[Work order 1]
Answer these questions using the Gopal Das Yadav biography.
(a) Who succeeded him in office?
(b) Where did he die?
(c) In which jail was he held during the emergency?
[Work order 2]
Write what comes next in the Gopal Das Yadav biography, picking up after its last sentence.

[Document excerpt]
******************************
MLA in 9th Legislative Assembly of Uttar Pradesh
- In office March 1985 – November 1989
- Preceded by: Chaudhary Naunihal Singh
- Succeeded by: Atiq Ahmed
- Constituency: Allahabad West

Personal details
- Born: 6 May 1942 Allahabad, United Province, British India present Prayagraj, Uttar Pradesh, India
- Died: 31 March 2021 (aged 78) Lucknow, Uttar Pradesh, India
- Party: Samajwadi Party
- Spouse: Sarswati Devi
- Children: Jyoti Yadav
- Education: M.Sc., M.Ed.
- Occupation: Business

= Gopal Das Yadav =

Indian politician (born 1942)

Gopal Das Yadav (6 May 1942 – 31 March 2021) was an Indian politician who was a member of the 9th Uttar Pradesh Legislative Assembly from Allahabad West. He was the General Secretary of the Chemists and Druggists Association, after the imposition of emergency in the country, he joined the movement of Jai Prakash Narayan, during the emergency he was arrested by the government and put in Naini Jail Allahabad. He joined the Janata Party. When Chaudhary Charan Singh formed Lok Dal, he joined his party. When Chaudhary Charan Singh became the Finance Minister of the country, Gopal Das was made a member of the Advisory Committee of the Finance Ministry of the Government of India.
******************************
[The data]

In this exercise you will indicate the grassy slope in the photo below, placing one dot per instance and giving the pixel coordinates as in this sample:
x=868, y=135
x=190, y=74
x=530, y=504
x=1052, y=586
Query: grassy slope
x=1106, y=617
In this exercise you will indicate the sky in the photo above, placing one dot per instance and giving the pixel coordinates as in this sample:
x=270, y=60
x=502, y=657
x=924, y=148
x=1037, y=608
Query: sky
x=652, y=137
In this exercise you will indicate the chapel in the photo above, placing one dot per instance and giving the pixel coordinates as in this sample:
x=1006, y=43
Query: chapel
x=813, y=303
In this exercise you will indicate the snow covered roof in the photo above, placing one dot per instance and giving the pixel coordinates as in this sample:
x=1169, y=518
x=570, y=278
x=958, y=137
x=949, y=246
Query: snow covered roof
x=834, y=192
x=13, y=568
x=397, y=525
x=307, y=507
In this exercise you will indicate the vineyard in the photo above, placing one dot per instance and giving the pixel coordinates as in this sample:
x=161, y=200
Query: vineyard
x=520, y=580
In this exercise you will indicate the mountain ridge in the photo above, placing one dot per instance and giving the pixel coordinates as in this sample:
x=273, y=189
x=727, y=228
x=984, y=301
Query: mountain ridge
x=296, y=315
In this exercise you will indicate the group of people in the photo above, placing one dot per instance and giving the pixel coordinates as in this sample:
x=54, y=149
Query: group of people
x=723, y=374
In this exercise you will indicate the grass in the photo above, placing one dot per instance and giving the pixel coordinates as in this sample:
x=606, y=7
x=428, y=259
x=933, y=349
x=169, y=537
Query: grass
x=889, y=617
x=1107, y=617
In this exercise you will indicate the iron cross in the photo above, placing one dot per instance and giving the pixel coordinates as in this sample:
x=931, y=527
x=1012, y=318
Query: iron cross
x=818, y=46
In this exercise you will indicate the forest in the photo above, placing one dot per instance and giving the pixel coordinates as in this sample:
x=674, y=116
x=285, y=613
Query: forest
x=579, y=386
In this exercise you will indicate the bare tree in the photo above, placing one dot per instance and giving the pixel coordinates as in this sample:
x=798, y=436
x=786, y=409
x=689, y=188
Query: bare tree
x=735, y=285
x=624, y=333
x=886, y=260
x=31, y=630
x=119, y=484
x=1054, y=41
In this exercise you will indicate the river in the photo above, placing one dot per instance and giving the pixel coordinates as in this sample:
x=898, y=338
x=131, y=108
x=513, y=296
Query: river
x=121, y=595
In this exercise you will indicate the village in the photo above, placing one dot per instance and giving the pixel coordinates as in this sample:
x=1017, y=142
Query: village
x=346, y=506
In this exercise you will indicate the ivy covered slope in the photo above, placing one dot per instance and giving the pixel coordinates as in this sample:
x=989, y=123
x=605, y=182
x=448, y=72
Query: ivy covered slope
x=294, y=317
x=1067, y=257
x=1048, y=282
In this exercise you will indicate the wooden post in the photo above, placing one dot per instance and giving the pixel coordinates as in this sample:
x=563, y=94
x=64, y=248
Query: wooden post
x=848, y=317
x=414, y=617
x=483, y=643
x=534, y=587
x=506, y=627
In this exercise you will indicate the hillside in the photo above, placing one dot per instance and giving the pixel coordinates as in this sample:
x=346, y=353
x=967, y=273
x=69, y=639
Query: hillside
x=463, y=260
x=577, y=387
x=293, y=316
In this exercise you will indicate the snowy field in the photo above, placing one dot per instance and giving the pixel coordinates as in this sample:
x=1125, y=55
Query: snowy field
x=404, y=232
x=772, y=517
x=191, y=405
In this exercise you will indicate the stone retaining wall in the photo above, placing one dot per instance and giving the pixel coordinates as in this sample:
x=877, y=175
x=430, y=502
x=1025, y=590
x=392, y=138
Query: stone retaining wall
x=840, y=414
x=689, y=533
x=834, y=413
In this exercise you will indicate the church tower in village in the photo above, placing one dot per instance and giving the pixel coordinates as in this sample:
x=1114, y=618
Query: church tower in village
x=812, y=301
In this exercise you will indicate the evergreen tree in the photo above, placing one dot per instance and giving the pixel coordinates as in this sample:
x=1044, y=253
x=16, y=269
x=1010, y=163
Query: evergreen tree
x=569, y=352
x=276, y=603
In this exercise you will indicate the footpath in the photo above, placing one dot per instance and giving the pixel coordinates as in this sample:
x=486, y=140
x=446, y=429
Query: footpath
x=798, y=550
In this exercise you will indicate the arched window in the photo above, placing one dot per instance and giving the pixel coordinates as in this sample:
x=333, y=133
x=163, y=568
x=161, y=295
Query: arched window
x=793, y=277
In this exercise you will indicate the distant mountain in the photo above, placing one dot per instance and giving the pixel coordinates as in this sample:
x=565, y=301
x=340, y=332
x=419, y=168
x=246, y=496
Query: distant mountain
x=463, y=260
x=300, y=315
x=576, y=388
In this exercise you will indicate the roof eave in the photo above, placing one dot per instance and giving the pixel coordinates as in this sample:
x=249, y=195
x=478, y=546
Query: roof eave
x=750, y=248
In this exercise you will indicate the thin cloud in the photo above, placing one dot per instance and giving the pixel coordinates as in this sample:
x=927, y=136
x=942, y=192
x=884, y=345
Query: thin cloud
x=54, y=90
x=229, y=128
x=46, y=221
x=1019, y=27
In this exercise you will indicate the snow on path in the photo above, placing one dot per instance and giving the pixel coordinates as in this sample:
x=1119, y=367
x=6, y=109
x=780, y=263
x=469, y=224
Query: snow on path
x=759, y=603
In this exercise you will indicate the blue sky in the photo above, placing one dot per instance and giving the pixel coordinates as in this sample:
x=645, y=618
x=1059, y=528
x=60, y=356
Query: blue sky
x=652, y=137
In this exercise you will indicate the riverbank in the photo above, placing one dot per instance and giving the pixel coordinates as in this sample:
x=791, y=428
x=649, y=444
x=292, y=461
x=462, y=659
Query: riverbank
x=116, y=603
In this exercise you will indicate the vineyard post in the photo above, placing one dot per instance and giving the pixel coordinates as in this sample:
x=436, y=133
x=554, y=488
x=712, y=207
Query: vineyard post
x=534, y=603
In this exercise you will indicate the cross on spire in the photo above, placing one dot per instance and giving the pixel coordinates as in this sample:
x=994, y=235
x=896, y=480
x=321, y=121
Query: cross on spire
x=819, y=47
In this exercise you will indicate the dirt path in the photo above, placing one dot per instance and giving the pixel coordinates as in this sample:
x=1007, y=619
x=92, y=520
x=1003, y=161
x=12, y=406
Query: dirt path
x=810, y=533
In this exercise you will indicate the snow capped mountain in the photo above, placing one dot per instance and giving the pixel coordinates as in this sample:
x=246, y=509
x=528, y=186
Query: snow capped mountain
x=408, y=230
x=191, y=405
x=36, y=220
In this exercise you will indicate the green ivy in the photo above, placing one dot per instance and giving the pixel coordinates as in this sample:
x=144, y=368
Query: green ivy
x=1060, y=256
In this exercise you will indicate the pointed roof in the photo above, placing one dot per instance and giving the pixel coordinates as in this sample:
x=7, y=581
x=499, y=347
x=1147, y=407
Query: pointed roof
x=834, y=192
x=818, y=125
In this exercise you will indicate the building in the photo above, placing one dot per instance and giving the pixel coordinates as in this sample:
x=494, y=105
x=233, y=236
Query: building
******************************
[Written reply 1]
(a) Atiq Ahmed
(b) Lucknow, Uttar Pradesh, India
(c) Naini Jail, Allahabad

[Written reply 2]
== Career ==
In 1985, he was elected MLA from Lok Dal from Allahabad City West Assembly seat. After the split of Lok Dal, he joined the Congress in 1989 and as a Congress candidate, he lost to Atiq Ahmed by 8,102 votes. In the 1990s, he joined the Samajwadi Party and remained a member until his death. His son Jyoti Yadav has been a cricketer. He died of COVID-19 on March 31, 2021 at SGPGI Lucknow during the COVID-19 pandemic.